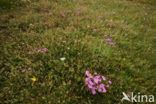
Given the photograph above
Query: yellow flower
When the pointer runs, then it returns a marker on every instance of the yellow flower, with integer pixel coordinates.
(33, 79)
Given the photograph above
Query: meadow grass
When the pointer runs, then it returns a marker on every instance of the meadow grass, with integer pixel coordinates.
(77, 31)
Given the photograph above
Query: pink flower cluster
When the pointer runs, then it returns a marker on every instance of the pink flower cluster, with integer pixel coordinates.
(25, 70)
(96, 82)
(44, 50)
(109, 40)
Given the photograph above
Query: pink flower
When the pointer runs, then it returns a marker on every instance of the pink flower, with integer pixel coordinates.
(64, 41)
(108, 40)
(128, 96)
(79, 40)
(87, 73)
(111, 43)
(108, 86)
(103, 78)
(23, 70)
(31, 53)
(105, 35)
(104, 90)
(94, 30)
(109, 82)
(77, 12)
(39, 50)
(68, 48)
(93, 91)
(29, 69)
(63, 15)
(95, 73)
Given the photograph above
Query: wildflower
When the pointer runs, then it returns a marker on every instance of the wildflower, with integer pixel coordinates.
(23, 70)
(77, 12)
(105, 35)
(128, 96)
(39, 51)
(31, 53)
(63, 15)
(108, 40)
(29, 69)
(95, 73)
(33, 79)
(109, 82)
(79, 40)
(93, 91)
(103, 78)
(111, 43)
(95, 83)
(68, 48)
(62, 59)
(94, 30)
(87, 73)
(108, 86)
(64, 41)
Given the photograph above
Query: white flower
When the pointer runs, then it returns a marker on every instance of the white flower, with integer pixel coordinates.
(62, 59)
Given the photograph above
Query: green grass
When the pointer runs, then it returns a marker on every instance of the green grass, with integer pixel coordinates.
(129, 64)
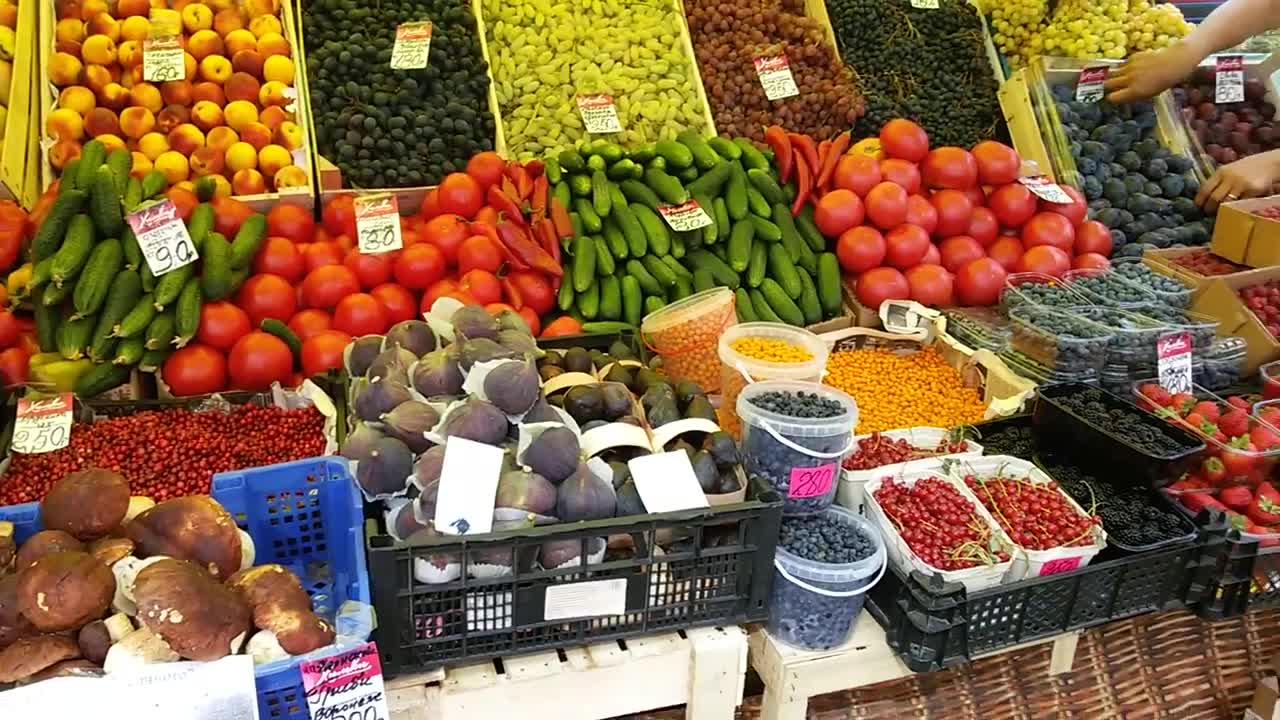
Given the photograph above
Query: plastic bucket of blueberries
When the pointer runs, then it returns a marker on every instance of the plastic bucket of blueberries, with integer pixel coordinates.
(795, 434)
(814, 602)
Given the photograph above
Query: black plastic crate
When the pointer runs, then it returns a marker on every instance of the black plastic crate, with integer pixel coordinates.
(714, 566)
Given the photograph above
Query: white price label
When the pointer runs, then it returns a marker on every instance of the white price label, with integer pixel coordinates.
(42, 425)
(599, 114)
(378, 223)
(1174, 361)
(163, 237)
(685, 217)
(1229, 78)
(775, 73)
(412, 46)
(1088, 87)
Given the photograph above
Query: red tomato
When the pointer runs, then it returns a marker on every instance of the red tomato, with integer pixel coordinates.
(266, 296)
(859, 173)
(292, 222)
(310, 322)
(325, 286)
(371, 270)
(360, 314)
(279, 256)
(878, 285)
(959, 251)
(1045, 259)
(460, 194)
(1013, 204)
(195, 369)
(479, 253)
(419, 267)
(398, 302)
(338, 214)
(954, 210)
(931, 285)
(919, 212)
(323, 351)
(886, 205)
(997, 163)
(860, 249)
(487, 168)
(837, 212)
(979, 282)
(220, 324)
(257, 360)
(905, 140)
(1048, 228)
(901, 173)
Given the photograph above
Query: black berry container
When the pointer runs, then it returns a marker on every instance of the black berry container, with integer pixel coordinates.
(799, 456)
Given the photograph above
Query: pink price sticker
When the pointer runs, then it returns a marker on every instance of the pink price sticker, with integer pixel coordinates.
(812, 482)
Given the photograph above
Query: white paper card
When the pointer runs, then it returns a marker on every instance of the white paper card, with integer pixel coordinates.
(666, 482)
(469, 484)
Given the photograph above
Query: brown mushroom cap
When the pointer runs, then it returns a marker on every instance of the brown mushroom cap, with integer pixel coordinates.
(190, 528)
(64, 591)
(28, 656)
(190, 610)
(87, 504)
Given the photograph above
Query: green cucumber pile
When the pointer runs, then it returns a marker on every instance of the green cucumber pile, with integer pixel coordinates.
(625, 260)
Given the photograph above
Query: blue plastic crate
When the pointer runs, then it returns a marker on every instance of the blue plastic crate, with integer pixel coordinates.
(306, 515)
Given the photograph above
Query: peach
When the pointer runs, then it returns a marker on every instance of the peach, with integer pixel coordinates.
(248, 182)
(64, 124)
(173, 165)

□ □ □ □ □

Pick out each line in the records above that contains the word "price", and copy those lines.

Query: white price label
When the pointer runs, then it returns a marker on every instance of the white price label, with integer pixel coordinates.
Query: pink price sticker
When the pointer runs, then it returns a marker on every instance of the pink price sticker, with integer pixel coordinates.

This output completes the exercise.